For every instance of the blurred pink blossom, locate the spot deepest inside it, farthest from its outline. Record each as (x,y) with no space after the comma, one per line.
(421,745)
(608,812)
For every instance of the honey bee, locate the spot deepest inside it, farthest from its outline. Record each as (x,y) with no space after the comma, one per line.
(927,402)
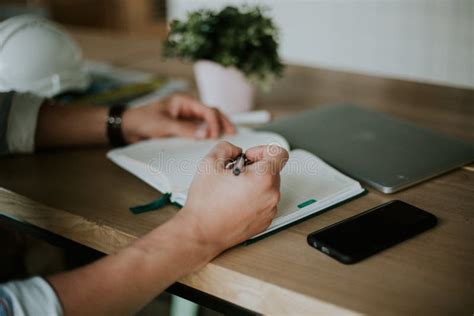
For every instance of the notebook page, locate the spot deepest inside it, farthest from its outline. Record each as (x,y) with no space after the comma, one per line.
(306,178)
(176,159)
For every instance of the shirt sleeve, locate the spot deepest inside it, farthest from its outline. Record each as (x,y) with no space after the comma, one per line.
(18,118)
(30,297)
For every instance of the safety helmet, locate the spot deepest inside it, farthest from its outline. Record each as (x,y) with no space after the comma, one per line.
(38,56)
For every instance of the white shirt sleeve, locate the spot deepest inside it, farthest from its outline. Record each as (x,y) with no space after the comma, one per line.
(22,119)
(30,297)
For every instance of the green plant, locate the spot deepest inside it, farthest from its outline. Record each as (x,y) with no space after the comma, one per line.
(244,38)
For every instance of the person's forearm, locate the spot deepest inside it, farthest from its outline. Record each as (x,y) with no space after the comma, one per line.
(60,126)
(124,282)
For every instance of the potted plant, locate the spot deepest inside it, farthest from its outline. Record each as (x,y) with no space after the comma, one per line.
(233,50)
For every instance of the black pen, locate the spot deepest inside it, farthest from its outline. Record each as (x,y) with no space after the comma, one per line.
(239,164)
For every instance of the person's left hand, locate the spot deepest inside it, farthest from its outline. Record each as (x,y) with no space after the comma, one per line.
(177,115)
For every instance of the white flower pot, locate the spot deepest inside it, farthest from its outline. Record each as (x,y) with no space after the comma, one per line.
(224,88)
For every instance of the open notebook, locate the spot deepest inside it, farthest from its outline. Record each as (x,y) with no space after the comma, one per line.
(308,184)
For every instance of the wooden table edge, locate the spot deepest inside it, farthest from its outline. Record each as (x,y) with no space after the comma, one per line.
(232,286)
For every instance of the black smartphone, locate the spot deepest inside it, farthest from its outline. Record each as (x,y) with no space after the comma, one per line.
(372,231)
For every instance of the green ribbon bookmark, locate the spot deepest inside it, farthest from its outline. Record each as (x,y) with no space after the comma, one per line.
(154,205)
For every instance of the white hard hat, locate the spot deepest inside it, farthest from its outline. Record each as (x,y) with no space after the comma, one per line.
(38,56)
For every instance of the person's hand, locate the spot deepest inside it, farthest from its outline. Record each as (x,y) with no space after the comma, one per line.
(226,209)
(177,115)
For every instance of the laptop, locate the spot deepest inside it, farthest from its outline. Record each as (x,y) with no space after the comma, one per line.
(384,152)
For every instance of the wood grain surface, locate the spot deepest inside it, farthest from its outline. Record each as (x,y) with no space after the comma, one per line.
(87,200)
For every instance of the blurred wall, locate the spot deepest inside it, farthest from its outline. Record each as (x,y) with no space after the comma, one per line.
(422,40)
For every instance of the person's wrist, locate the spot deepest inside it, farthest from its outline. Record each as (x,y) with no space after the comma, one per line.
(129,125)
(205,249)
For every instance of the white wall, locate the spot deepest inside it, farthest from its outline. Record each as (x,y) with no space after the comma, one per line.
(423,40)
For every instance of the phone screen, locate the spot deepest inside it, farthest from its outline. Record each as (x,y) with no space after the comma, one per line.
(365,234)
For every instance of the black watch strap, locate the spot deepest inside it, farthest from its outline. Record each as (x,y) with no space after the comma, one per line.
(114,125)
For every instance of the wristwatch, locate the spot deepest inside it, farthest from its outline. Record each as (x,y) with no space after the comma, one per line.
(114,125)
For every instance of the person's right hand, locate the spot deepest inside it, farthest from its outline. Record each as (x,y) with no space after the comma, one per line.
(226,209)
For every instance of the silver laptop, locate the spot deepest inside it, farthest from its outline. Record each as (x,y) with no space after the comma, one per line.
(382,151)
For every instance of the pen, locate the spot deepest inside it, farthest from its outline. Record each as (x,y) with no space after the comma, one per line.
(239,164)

■ ■ ■ ■ ■ ■ ■

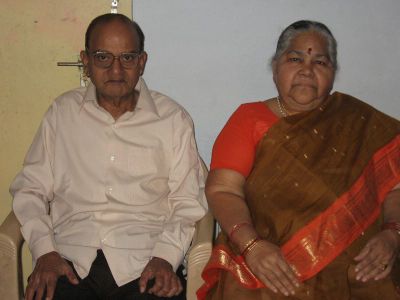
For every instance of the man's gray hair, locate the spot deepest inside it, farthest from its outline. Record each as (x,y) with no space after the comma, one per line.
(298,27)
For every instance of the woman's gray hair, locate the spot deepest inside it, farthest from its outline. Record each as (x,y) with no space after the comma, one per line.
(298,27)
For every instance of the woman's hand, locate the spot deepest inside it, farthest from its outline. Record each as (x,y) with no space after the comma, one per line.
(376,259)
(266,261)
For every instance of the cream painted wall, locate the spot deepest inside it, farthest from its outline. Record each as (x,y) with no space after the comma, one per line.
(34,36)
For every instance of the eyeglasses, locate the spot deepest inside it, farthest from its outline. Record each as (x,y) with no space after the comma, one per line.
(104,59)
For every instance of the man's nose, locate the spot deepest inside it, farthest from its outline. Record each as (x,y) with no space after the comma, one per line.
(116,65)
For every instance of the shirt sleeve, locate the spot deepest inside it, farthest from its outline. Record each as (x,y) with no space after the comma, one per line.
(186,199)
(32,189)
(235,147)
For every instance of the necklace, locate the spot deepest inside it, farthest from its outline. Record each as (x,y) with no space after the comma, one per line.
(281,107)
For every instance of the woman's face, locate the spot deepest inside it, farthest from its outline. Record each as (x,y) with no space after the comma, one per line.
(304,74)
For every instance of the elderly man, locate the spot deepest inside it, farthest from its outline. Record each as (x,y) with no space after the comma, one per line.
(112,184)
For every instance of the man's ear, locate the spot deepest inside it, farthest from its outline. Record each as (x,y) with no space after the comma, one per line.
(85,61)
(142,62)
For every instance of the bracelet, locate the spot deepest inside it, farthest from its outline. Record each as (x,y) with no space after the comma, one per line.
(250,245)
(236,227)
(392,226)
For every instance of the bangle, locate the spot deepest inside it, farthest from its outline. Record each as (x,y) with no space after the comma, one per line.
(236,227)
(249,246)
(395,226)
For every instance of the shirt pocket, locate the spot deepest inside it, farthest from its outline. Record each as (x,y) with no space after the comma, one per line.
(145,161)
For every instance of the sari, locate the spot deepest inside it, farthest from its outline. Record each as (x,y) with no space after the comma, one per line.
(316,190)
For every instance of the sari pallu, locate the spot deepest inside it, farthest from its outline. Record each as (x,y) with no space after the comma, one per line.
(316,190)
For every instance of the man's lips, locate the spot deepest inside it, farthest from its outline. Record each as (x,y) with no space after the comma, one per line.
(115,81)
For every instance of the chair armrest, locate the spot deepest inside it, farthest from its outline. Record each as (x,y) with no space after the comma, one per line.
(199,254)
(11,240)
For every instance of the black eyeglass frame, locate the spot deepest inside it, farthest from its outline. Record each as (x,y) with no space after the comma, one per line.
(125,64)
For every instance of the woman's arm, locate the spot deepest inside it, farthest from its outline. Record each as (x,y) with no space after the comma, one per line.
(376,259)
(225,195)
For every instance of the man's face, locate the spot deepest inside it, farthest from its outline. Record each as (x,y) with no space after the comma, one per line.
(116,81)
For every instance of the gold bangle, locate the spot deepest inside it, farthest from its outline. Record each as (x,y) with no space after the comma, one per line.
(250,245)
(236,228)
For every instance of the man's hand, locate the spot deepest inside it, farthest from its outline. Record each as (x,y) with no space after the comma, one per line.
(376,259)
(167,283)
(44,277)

■ ■ ■ ■ ■ ■ ■

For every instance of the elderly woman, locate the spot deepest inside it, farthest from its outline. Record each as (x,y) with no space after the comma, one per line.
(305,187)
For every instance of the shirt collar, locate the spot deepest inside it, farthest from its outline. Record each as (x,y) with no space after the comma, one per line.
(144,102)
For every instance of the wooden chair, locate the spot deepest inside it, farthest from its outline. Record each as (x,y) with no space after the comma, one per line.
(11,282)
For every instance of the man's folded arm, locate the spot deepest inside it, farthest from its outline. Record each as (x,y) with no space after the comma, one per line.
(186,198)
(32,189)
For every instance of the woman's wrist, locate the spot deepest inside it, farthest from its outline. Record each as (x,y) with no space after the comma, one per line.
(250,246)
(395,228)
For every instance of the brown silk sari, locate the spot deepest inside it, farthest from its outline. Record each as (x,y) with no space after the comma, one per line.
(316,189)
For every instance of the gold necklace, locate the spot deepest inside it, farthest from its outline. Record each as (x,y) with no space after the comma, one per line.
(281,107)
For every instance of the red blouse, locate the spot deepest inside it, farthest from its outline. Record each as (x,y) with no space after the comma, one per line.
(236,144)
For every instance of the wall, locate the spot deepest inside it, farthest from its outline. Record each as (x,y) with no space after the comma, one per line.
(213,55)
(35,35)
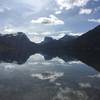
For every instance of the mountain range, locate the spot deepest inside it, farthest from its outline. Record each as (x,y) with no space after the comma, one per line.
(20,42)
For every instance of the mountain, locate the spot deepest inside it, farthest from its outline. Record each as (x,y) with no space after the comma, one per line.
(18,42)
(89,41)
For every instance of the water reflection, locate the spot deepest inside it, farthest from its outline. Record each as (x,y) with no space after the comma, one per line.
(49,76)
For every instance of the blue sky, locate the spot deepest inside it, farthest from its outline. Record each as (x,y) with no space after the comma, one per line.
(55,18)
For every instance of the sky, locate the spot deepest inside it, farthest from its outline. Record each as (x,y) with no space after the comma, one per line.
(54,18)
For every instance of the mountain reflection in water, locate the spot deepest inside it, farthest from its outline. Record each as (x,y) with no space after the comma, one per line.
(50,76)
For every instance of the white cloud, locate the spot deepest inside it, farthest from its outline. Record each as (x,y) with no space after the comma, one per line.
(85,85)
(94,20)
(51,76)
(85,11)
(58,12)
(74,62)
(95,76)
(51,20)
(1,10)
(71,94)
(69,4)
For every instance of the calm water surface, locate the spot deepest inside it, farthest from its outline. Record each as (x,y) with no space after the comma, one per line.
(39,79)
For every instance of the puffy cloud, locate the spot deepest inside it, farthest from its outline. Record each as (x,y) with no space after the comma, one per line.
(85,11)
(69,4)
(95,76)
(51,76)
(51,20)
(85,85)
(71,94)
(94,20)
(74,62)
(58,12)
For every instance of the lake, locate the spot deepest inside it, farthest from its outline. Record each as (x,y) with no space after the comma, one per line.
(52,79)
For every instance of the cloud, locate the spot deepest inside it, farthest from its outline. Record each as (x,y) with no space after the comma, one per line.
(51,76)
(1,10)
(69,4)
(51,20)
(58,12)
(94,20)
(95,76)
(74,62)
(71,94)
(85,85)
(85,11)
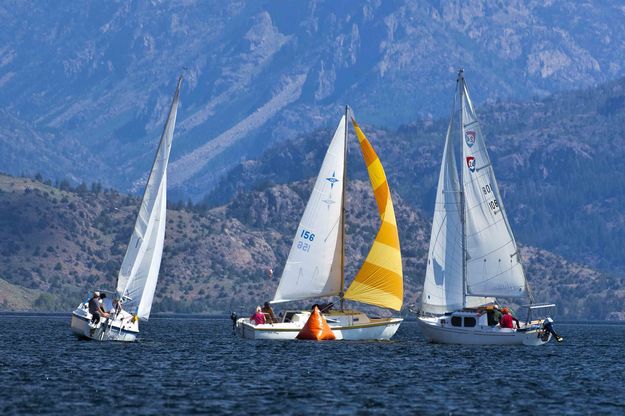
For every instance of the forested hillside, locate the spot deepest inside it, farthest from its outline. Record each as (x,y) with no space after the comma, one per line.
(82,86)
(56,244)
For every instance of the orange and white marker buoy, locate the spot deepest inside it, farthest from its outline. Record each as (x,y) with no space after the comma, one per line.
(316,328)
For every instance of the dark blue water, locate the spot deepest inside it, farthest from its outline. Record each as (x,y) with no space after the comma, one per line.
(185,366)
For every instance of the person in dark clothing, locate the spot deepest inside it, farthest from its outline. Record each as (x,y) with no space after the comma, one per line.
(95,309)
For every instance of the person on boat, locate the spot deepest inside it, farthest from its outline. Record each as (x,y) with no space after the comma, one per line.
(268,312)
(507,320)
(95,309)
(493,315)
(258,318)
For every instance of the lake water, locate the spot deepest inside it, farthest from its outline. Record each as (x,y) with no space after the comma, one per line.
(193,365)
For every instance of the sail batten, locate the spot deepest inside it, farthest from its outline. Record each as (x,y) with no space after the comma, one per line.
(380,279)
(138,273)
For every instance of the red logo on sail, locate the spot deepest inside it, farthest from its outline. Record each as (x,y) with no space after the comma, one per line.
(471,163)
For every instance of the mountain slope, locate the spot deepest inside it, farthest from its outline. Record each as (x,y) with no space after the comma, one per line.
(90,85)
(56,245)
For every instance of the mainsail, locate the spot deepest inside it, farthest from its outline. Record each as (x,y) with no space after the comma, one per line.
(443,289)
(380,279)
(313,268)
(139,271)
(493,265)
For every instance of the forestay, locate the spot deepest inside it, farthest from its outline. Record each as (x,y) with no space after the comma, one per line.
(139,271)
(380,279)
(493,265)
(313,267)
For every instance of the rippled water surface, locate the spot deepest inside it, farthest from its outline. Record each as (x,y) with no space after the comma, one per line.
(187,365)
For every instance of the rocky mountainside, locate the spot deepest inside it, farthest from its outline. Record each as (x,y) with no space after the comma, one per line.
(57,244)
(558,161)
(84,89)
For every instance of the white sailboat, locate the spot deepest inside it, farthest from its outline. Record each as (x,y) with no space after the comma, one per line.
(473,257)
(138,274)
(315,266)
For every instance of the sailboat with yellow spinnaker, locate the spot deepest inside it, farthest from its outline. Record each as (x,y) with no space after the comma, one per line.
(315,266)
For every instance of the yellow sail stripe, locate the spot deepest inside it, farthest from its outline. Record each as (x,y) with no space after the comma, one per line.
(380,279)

■ ■ ■ ■ ■ ■ ■

◆ Exercise directions
State how many lines of the data above contain the string "cloud", treating uppercase and lowercase as distinct. Give only the number.

◆ Output of the exercise
3